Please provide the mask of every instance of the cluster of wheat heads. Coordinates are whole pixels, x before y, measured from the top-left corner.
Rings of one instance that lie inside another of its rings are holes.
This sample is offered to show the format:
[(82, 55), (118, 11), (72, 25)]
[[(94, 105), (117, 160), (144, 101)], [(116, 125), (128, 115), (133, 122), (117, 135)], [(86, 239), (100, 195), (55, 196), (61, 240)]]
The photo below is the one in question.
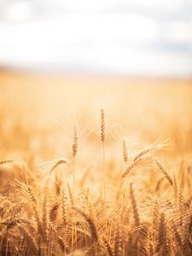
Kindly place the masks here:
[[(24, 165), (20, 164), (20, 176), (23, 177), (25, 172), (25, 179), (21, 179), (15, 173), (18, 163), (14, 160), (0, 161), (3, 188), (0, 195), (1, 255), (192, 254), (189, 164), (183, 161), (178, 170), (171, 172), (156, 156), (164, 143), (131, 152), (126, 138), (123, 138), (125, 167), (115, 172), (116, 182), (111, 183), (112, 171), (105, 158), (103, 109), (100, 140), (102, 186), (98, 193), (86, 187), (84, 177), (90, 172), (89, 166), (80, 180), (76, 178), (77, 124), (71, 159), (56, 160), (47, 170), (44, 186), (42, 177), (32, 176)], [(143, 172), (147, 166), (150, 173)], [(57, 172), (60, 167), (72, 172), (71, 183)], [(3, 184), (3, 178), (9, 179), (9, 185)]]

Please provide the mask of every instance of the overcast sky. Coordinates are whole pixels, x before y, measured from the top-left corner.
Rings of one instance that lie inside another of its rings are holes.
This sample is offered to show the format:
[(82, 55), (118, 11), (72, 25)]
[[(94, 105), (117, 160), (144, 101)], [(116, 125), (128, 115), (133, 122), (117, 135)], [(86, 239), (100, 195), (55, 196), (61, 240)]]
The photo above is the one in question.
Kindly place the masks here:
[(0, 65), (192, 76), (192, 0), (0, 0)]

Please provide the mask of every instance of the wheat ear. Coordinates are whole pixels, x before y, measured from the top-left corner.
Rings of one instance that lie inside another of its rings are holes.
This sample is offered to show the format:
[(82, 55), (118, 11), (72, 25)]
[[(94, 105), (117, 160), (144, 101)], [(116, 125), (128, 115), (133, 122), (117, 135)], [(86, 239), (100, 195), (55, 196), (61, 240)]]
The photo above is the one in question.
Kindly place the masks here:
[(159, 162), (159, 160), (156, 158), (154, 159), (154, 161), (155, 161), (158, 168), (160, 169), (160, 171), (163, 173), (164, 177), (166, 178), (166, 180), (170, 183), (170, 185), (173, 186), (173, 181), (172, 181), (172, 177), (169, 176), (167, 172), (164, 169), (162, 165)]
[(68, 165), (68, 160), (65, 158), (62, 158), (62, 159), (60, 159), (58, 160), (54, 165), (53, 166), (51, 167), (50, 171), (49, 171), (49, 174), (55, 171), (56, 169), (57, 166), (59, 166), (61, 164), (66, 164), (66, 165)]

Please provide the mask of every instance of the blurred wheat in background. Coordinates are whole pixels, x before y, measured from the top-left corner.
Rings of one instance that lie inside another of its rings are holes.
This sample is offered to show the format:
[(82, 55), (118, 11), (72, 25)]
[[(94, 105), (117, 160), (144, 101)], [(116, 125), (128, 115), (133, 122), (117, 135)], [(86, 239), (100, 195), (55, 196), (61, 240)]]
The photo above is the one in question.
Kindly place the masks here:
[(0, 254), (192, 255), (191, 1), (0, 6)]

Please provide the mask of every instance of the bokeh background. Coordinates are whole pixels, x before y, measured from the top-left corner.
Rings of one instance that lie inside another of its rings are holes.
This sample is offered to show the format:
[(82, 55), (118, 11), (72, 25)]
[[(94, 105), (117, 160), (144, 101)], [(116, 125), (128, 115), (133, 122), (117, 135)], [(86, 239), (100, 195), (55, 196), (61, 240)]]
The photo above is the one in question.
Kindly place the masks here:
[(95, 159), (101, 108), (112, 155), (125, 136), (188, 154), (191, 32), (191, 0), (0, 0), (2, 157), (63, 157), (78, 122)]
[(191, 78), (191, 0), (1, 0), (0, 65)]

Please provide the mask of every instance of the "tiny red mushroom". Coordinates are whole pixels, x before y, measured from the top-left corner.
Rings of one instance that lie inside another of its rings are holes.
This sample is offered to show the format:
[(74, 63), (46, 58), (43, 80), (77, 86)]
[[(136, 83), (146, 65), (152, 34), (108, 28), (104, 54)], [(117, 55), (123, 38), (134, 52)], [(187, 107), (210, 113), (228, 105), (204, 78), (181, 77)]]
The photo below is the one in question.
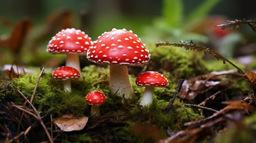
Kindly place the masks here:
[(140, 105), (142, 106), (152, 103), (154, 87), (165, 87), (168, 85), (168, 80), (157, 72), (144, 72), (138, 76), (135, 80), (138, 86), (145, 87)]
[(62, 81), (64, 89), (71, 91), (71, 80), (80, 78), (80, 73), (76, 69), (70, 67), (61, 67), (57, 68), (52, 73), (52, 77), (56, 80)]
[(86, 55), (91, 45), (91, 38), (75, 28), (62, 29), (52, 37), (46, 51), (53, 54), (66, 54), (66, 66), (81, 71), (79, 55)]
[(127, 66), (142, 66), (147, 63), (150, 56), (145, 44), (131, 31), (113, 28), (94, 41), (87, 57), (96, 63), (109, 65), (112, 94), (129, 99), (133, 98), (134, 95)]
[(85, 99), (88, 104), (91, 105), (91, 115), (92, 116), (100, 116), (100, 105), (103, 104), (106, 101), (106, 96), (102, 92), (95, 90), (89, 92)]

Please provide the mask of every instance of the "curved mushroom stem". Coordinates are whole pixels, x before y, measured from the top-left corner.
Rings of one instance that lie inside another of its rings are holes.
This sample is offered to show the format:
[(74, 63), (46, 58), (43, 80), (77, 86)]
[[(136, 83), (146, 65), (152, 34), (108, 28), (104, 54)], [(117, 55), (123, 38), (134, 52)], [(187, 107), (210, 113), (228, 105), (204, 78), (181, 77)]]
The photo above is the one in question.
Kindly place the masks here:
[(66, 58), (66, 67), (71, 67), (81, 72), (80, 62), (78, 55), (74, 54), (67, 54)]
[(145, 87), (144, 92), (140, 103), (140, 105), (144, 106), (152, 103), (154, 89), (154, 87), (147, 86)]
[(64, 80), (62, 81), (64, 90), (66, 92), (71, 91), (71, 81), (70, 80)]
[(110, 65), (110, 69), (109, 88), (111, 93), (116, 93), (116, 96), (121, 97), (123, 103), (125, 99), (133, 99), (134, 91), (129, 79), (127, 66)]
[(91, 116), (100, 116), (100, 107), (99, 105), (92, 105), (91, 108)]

━━━

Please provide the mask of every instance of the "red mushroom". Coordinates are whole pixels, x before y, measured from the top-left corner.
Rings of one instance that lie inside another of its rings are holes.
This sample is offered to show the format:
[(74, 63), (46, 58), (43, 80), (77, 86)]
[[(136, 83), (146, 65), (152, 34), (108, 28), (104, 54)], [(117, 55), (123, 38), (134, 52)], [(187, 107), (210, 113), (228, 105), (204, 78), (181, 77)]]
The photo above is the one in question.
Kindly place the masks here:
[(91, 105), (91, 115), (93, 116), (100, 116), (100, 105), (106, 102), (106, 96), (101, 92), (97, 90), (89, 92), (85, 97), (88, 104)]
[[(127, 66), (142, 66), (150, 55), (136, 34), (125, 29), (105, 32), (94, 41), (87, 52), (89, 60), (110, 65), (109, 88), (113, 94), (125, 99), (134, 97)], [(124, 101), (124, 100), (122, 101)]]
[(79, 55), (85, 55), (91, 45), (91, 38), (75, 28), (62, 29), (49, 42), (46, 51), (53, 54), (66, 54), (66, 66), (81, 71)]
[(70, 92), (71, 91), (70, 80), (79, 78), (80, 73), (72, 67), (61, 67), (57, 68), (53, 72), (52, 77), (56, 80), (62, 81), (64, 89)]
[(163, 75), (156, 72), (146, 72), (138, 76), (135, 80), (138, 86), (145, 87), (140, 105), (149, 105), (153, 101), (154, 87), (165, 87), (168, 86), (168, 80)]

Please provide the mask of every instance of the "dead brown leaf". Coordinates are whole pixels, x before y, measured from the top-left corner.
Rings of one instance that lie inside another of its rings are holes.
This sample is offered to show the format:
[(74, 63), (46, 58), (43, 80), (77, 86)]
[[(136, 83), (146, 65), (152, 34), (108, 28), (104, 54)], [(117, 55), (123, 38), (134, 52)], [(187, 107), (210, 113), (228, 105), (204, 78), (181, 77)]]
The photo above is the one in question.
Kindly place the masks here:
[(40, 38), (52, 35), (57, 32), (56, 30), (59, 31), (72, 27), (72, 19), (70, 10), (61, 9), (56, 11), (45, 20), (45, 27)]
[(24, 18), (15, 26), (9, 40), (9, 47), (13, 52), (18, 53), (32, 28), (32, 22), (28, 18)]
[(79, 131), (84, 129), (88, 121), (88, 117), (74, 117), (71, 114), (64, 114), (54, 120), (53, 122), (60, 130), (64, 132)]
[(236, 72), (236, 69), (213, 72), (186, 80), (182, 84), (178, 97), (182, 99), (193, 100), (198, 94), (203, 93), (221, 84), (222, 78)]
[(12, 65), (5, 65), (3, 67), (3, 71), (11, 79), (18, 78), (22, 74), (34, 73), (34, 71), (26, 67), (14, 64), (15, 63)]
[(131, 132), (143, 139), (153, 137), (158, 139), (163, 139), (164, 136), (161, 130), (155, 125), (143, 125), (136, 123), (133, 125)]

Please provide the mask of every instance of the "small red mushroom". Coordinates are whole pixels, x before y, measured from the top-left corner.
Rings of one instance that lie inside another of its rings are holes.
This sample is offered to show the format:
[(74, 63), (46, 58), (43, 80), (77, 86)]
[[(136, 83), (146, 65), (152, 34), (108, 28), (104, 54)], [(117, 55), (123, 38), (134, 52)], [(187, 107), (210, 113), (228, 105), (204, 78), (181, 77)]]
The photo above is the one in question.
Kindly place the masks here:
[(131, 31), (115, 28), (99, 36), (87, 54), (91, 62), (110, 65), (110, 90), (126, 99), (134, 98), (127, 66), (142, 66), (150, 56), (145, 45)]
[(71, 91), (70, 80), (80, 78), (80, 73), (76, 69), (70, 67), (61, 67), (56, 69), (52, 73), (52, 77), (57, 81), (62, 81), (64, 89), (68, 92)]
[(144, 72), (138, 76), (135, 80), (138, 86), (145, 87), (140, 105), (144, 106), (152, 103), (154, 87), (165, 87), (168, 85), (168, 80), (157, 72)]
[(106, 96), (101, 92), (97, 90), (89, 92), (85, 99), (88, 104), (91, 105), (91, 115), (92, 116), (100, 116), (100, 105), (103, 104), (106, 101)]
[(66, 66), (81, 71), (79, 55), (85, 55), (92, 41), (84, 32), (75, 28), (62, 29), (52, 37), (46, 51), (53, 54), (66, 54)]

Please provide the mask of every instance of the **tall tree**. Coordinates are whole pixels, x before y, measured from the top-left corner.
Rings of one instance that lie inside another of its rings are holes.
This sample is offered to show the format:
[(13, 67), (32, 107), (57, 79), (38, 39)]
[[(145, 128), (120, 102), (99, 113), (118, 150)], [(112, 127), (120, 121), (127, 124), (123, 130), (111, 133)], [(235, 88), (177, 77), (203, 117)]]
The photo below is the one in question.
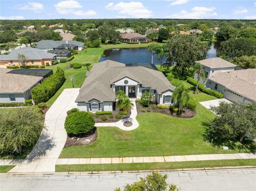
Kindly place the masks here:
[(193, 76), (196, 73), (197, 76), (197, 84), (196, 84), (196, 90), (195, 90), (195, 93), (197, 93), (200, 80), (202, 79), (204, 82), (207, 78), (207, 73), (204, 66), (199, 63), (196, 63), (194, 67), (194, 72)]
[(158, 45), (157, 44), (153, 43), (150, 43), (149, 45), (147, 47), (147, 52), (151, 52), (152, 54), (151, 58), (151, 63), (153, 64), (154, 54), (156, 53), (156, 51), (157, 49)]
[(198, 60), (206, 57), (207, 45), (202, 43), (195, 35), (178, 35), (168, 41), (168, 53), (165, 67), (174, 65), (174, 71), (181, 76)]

━━━

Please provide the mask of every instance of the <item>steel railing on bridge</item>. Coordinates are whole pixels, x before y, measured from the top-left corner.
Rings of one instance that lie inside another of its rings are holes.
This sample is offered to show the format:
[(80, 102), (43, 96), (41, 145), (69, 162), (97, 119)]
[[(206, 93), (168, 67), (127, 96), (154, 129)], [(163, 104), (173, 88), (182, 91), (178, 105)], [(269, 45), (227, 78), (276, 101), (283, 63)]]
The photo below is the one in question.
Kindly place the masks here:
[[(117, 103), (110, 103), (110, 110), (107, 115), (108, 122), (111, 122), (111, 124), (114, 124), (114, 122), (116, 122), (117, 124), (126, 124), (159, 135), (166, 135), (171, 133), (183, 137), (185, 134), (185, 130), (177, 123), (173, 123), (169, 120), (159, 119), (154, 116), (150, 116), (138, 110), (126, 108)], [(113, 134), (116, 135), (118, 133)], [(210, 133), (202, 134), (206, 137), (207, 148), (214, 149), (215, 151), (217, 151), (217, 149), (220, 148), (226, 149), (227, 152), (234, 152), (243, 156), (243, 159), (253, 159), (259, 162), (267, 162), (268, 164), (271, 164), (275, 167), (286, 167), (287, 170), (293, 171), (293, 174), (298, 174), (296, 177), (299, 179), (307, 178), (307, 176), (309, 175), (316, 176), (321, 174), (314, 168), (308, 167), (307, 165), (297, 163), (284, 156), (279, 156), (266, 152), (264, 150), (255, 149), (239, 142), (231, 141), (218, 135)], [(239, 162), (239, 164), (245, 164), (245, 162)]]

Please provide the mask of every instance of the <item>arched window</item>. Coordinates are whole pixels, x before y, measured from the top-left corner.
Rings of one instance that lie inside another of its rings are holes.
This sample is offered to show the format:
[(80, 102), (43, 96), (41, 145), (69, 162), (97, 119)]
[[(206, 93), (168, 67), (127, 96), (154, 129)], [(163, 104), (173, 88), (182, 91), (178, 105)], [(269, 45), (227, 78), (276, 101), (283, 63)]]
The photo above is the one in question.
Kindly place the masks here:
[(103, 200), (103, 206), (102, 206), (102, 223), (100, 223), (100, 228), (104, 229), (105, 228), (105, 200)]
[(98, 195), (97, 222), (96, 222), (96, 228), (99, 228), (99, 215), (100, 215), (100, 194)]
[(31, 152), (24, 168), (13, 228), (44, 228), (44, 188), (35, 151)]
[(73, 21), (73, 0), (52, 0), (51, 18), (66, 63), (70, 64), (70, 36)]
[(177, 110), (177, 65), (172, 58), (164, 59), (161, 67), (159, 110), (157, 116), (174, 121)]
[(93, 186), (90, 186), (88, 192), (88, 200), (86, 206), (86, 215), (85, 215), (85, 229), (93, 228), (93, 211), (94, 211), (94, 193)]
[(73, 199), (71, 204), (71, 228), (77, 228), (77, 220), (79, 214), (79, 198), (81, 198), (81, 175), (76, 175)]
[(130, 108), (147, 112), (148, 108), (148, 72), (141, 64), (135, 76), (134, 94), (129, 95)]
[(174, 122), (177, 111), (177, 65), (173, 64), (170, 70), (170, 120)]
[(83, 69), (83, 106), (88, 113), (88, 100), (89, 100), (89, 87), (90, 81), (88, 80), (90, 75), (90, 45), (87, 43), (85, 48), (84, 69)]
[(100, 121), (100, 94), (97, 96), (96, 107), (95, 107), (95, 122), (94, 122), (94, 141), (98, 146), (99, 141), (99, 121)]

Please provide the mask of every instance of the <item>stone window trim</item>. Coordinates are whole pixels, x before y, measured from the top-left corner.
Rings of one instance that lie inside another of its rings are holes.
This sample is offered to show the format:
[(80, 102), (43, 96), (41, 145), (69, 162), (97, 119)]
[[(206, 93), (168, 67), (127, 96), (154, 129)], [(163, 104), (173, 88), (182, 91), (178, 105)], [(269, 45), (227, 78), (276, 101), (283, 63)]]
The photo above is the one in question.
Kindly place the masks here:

━━━

## WHAT YOU WILL DO
Reproduce the lines of the records verbatim, starting with the line containing "Please provide the mask of every instance of the overcast" and ending with the line containing "[(0, 65), (192, 76), (192, 0), (0, 0)]", both included.

## TASK SOLUTION
Please provide the mask of every instance of the overcast sky. Coordinates are whole pixels, x before y, measured from the top-left corner.
Rings of one instance that lie inside another of its rings are holes.
This sample is offered to show the format:
[(82, 55), (118, 11), (72, 25)]
[[(94, 105), (117, 160), (144, 101)], [(116, 125), (128, 115), (133, 122), (117, 135)], [(86, 239), (100, 195), (55, 196), (61, 240)]]
The photo above is the one in question.
Kindly place the masks here:
[(0, 65), (192, 76), (192, 0), (0, 0)]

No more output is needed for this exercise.